- Born: Marvalee Hendricks July 31, 1939 (age 87)
- Education: University of Southern California
- Known for: Research in caecilian biology and vertebrate morphology
- Spouse: David B. Wake
- Awards: Guggenheim Fellowship; Henry S. Fitch Award for Excellence in Herpetology;
- Scientific career
- Fields: Zoology
- Workplaces: University of California, Berkeley
- Theses: The comparative morphology and evolutionary relationships of the urogenital system of caecilians (1968); The ecogeographic distribution of the lizards of Costa Rica (1964);
- Doctoral advisor: Jay M. Savage
- Website: ib.berkeley.edu/people/faculty/wakem

= Marvalee Wake =

American zoologist and professor

Marvalee Hendricks Wake (born July 31, 1939) is an American zoologist and professor at the University of California, Berkeley, known for her research in the biology of caecilians (limbless amphibians) and vertebrate development and evolution. A 1988 Guggenheim Fellow, she has served as president of the American Institute of Biological Sciences, the American Society of Ichthyologists and Herpetologists, Society for Integrative and Comparative Biology, International Union of Biological Sciences, and the International Society of Vertebrate Morphology. She is a fellow of the American Association for the Advancement of Science and the California Academy of Sciences, and is a member of the American Academy of Arts and Sciences.

━━━━━━━━━━━━━━━━━━━━

__WHAT THE TASK REQUIRES__: Copy the Marvalee Wake article between "Marvalee Hendricks Wake" and "Arts and Sciences.", inclusive, changing "limbless amphibians" to "legless amphibians".

━━━━━━━━━━━━━━━━━━━━

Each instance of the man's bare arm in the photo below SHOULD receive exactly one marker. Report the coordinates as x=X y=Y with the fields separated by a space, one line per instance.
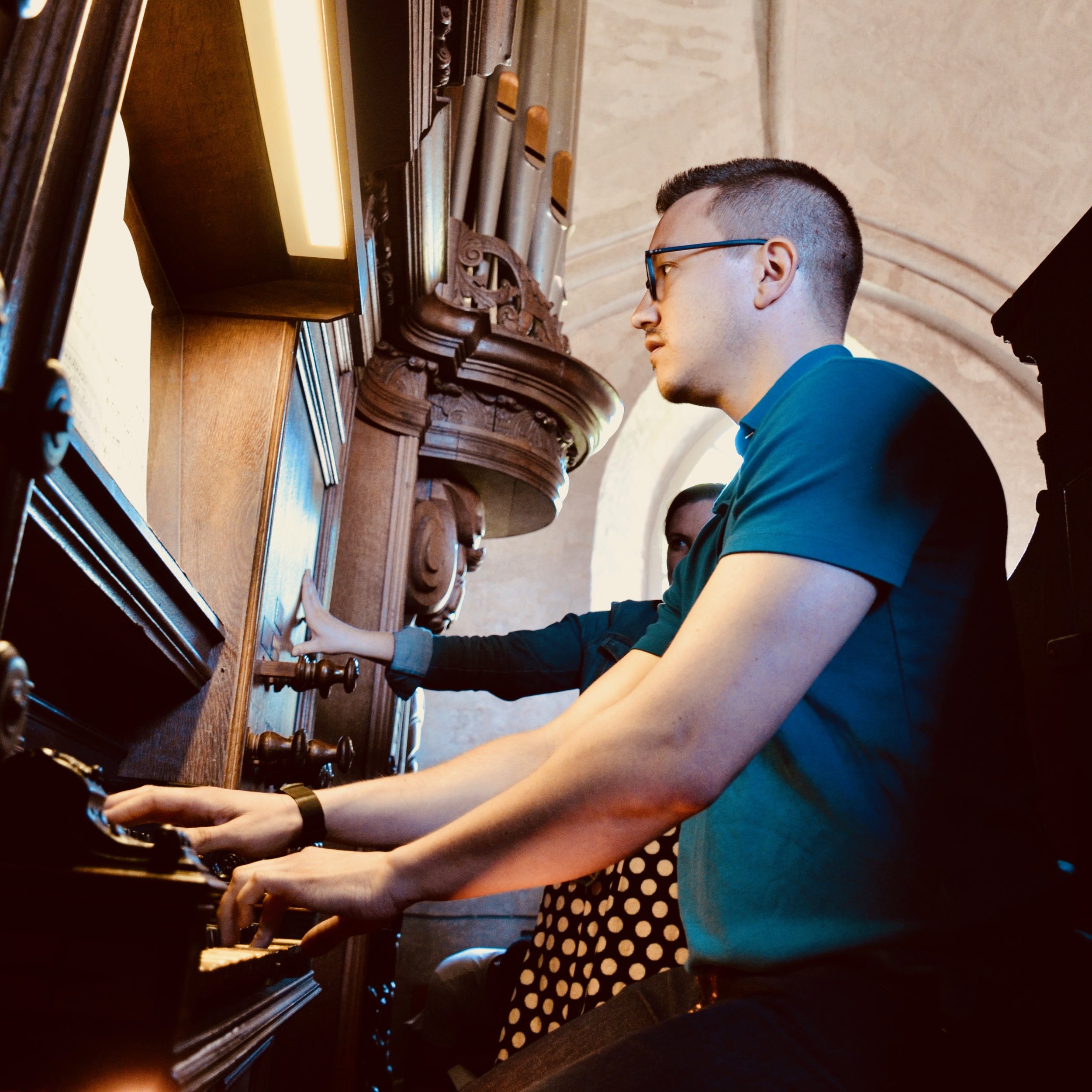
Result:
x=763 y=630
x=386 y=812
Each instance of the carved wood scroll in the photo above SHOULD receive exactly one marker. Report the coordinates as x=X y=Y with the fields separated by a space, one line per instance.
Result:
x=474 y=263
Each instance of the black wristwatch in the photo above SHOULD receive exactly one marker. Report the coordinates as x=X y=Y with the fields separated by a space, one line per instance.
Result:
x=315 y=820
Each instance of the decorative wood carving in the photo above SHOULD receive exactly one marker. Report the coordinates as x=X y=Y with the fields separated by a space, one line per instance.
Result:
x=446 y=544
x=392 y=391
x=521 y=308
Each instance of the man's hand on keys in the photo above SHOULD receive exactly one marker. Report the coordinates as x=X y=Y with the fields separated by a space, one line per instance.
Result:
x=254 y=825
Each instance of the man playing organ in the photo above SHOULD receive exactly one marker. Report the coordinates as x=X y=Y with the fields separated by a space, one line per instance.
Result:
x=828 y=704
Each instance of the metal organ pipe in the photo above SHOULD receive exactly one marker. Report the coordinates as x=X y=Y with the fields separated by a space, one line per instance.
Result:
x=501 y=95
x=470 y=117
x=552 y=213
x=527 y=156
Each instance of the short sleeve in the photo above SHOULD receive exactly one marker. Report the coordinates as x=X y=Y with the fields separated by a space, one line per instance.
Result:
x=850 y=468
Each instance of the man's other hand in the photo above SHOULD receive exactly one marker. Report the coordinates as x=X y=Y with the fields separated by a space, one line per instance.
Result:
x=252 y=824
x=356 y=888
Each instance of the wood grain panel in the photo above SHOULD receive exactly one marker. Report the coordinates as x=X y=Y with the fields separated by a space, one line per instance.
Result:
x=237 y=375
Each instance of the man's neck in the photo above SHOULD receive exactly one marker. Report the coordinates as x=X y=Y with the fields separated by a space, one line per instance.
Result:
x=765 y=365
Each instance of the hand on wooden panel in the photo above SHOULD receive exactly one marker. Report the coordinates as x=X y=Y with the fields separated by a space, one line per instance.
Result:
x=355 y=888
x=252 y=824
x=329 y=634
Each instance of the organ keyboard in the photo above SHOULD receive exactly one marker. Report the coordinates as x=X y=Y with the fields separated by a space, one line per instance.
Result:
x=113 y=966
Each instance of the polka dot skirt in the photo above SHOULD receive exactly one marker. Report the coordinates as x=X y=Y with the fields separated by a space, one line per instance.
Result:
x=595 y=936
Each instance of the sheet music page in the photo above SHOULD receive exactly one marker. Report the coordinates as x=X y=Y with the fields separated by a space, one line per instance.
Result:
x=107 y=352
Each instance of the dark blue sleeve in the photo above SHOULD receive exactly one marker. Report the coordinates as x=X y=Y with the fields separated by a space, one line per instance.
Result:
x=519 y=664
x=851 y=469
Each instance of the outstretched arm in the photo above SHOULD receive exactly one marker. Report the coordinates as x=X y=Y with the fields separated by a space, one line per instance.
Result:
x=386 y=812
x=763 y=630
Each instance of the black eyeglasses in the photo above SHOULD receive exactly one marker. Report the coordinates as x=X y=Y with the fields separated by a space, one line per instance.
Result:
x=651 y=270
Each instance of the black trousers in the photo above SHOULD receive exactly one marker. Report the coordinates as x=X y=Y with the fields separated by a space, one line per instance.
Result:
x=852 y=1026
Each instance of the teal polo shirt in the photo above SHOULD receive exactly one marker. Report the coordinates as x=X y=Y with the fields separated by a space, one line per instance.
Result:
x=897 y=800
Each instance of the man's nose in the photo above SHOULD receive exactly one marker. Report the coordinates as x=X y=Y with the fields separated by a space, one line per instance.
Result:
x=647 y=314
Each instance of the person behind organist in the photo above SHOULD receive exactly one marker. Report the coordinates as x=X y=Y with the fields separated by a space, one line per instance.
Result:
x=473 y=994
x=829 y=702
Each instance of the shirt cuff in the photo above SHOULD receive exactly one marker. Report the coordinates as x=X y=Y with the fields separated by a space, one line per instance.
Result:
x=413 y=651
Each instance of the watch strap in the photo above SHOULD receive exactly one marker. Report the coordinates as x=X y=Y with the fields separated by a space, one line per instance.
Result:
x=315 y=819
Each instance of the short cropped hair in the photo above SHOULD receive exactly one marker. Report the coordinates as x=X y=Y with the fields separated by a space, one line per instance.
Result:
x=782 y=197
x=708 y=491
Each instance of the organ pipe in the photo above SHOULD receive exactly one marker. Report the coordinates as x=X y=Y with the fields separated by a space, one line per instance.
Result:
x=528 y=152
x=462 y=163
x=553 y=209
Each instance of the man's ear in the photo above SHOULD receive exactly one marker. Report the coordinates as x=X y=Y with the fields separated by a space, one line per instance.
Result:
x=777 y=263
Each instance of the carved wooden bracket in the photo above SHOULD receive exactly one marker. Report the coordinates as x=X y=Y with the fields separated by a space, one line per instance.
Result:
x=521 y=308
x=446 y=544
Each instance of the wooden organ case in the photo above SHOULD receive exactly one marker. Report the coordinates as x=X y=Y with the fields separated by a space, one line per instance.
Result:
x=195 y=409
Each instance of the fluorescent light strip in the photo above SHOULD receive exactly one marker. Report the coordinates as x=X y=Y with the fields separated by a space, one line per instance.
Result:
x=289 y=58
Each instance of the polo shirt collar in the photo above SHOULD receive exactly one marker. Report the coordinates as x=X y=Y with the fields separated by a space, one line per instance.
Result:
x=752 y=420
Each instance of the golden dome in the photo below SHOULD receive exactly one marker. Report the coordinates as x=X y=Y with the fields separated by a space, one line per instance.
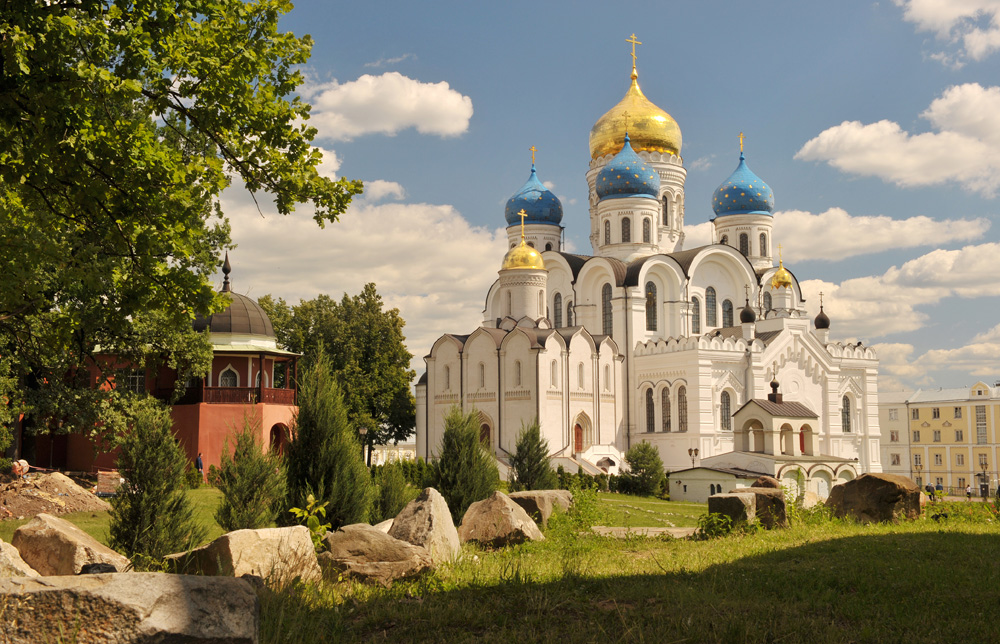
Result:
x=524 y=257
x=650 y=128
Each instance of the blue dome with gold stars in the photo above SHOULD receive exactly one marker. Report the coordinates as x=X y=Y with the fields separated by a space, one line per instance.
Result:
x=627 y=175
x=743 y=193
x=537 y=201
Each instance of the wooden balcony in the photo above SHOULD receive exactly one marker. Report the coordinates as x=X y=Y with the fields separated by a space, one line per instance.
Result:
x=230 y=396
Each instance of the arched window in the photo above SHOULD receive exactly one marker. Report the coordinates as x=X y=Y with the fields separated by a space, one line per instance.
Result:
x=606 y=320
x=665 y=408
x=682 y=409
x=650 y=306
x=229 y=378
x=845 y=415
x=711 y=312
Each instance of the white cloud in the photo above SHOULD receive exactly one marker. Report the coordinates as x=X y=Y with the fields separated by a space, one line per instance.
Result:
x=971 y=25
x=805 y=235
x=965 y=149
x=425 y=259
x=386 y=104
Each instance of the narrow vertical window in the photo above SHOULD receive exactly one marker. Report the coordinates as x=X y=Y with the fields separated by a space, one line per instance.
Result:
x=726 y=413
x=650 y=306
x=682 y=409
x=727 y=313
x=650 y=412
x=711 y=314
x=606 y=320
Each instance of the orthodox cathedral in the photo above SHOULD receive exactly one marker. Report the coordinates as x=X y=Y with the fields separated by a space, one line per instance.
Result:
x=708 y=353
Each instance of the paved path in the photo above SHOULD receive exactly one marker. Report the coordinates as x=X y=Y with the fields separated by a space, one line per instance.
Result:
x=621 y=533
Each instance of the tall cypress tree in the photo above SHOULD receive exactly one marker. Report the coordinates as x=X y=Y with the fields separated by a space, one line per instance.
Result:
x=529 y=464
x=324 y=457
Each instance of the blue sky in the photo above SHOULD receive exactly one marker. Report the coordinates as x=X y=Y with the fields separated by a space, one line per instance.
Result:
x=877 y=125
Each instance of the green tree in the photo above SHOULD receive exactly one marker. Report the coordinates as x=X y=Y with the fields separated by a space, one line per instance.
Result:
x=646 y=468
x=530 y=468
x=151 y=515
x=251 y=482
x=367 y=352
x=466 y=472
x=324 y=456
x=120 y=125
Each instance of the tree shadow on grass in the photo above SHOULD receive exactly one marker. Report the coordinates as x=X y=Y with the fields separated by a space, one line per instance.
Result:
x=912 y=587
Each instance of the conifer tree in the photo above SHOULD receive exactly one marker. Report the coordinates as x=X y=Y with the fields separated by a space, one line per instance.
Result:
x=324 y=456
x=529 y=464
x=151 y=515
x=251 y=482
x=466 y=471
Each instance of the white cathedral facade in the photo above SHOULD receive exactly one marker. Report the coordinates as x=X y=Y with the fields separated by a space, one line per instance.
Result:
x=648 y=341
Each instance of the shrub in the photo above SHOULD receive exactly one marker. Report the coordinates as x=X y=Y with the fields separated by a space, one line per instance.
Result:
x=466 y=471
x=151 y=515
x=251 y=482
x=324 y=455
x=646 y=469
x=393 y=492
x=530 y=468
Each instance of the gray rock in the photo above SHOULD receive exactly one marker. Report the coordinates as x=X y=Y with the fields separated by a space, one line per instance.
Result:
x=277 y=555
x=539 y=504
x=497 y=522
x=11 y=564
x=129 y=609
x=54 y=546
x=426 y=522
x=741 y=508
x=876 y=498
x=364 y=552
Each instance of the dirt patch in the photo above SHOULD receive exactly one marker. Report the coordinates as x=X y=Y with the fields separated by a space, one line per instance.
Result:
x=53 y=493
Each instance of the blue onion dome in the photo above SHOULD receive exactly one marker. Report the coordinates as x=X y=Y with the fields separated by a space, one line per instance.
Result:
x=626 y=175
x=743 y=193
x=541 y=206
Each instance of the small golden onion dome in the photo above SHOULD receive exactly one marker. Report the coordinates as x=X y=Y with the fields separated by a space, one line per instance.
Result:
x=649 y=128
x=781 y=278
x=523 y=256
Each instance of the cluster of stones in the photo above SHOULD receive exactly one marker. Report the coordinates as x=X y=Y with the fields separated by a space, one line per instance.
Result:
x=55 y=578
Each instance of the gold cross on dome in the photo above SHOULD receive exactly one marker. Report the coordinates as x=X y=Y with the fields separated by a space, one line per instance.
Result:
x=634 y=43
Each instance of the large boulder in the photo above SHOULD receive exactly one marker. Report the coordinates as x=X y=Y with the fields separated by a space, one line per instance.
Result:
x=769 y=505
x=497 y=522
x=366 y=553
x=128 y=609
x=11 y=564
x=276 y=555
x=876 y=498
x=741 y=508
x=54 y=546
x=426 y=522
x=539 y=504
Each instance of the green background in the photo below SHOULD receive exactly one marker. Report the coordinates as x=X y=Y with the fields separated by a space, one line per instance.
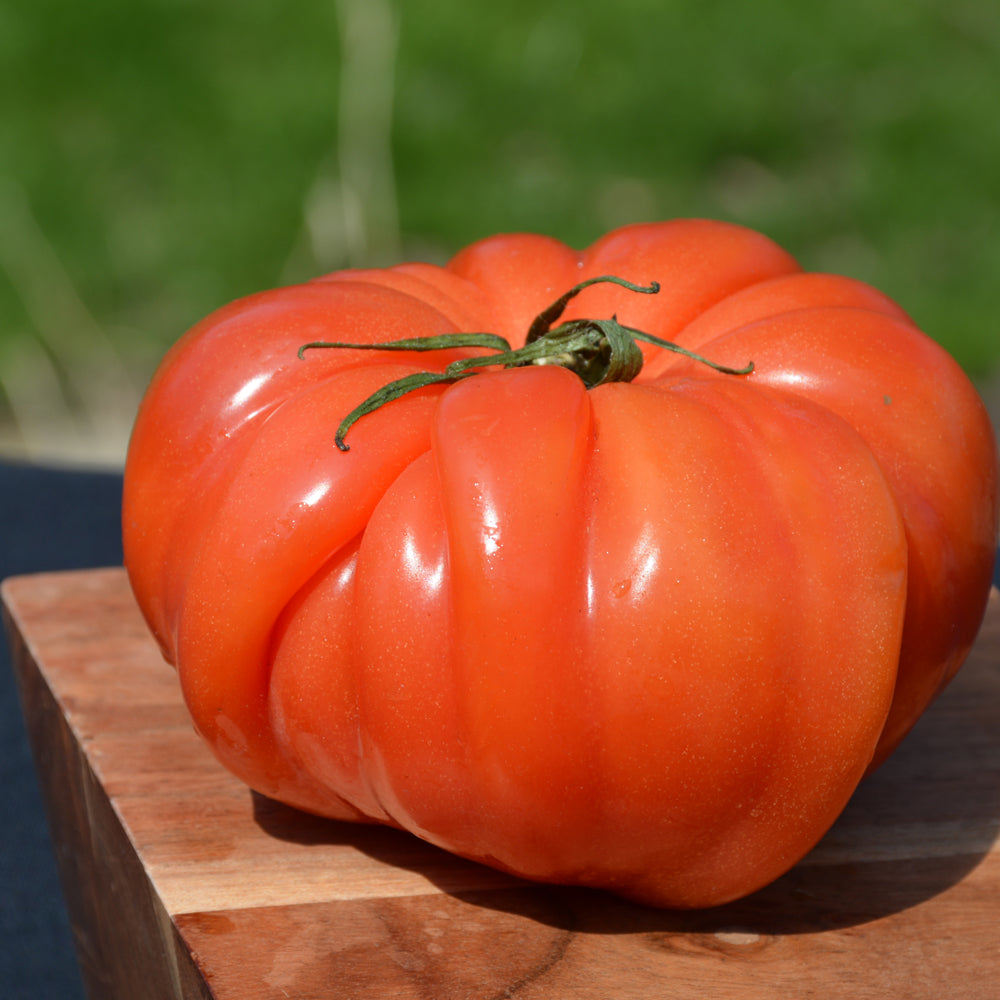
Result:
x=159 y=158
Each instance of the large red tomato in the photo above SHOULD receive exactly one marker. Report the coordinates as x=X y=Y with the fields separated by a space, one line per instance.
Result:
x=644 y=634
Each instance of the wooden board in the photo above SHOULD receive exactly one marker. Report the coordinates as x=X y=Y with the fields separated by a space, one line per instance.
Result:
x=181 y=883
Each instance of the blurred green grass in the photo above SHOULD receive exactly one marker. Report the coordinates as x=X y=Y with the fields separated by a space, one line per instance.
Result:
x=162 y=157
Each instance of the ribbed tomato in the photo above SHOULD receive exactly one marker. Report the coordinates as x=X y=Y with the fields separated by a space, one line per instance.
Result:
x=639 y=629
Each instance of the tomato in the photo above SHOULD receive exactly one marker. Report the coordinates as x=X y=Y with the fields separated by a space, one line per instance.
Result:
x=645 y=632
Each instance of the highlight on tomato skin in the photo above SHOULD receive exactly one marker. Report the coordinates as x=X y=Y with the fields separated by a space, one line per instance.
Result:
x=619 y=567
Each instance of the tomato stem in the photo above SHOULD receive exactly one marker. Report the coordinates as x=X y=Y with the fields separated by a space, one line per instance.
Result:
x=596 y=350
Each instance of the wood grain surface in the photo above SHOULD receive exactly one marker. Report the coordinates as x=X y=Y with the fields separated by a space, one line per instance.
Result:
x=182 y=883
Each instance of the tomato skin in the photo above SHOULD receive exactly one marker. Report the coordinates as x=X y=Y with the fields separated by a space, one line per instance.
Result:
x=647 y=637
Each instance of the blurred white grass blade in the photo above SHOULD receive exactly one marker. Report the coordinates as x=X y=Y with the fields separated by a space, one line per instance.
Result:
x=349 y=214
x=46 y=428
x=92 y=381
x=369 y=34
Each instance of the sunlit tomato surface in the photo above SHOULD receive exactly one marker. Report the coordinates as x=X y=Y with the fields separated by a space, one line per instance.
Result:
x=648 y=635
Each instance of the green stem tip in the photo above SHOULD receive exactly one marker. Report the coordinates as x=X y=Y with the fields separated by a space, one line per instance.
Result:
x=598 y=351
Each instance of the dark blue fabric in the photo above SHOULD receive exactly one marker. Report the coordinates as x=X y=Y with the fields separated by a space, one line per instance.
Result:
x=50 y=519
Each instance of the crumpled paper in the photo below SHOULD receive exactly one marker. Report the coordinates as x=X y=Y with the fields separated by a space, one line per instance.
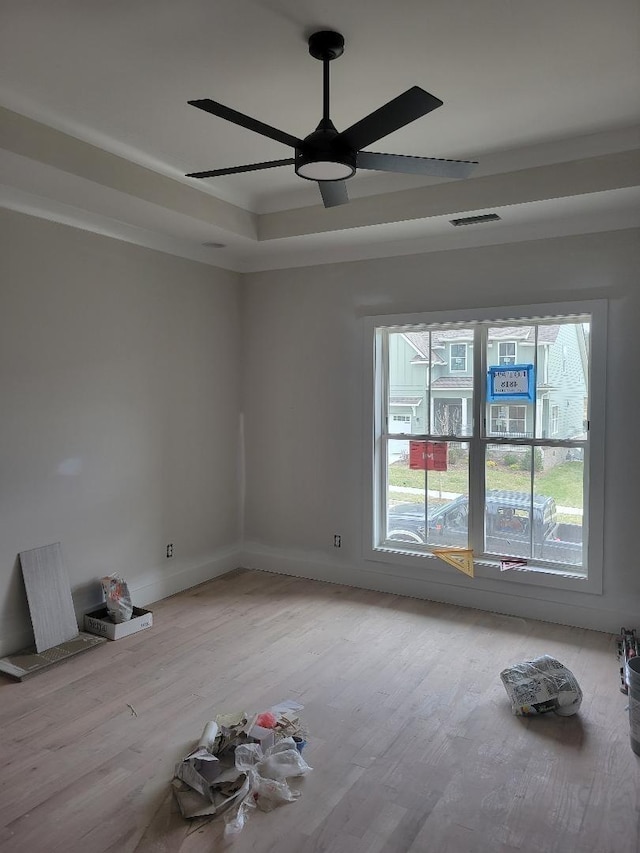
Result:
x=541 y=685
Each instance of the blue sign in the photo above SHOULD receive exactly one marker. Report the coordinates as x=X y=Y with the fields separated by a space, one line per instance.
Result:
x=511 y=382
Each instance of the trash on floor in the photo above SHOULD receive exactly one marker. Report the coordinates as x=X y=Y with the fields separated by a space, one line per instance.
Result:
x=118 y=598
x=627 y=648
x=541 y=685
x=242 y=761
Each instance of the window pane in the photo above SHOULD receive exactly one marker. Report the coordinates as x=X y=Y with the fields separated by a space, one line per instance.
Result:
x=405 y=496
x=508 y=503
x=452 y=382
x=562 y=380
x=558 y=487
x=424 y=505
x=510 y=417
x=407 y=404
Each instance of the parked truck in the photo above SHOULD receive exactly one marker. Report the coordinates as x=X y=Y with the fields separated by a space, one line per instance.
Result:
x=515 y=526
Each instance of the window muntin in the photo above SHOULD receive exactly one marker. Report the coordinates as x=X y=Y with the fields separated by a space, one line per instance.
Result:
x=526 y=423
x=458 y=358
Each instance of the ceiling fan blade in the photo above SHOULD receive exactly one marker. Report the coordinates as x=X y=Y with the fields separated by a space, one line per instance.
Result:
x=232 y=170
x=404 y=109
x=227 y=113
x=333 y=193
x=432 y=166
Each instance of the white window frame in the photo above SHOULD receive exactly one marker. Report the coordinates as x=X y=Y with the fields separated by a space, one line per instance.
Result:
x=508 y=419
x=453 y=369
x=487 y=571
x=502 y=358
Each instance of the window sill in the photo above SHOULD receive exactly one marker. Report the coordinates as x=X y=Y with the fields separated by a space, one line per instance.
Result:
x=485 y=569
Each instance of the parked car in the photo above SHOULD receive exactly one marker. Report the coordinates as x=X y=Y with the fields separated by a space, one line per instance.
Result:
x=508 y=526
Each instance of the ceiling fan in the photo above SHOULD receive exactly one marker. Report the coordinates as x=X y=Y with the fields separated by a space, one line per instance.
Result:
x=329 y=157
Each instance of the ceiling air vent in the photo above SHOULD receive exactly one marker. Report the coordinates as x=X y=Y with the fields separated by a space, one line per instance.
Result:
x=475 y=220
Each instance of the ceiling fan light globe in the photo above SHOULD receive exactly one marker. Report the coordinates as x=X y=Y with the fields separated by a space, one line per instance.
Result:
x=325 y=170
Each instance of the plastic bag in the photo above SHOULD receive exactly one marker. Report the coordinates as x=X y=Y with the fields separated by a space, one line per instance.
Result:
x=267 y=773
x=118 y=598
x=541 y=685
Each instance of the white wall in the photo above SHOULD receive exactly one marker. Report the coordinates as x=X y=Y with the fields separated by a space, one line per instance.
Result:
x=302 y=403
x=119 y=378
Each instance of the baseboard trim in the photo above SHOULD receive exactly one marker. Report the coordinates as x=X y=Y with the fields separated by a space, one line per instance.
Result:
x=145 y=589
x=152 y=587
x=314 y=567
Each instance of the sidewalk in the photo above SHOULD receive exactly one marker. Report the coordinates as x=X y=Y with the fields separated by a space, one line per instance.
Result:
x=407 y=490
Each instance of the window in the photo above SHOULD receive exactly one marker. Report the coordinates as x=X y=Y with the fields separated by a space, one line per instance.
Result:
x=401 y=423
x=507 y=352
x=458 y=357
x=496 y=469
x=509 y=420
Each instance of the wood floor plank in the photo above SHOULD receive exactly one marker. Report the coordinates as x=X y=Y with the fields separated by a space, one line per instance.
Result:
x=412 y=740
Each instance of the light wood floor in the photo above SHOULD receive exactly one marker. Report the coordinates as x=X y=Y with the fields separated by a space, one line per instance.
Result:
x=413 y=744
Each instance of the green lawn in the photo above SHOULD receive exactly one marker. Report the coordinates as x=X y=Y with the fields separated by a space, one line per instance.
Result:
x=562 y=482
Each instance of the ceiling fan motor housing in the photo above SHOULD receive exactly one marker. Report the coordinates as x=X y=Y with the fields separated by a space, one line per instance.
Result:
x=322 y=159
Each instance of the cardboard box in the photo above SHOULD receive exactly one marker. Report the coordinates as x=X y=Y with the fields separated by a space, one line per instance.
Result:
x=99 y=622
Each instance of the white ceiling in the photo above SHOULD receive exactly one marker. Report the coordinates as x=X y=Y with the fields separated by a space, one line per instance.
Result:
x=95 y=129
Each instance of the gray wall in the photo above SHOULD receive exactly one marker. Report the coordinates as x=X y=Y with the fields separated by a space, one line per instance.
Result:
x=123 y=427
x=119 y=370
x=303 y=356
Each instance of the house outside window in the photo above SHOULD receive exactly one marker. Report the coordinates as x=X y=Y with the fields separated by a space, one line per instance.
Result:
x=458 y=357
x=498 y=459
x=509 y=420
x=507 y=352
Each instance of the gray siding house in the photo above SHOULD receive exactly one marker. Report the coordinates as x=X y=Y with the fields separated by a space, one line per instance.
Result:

━━━━━━━━━━━━━━━━━━━━

__RESULT OF THE TASK__:
Marvalee Hendricks Wake (born July 31, 1939) is an American zoologist and professor at the University of California, Berkeley, known for her research in the biology of caecilians (legless amphibians) and vertebrate development and evolution. A 1988 Guggenheim Fellow, she has served as president of the American Institute of Biological Sciences, the American Society of Ichthyologists and Herpetologists, Society for Integrative and Comparative Biology, International Union of Biological Sciences, and the International Society of Vertebrate Morphology. She is a fellow of the American Association for the Advancement of Science and the California Academy of Sciences, and is a member of the American Academy of Arts and Sciences.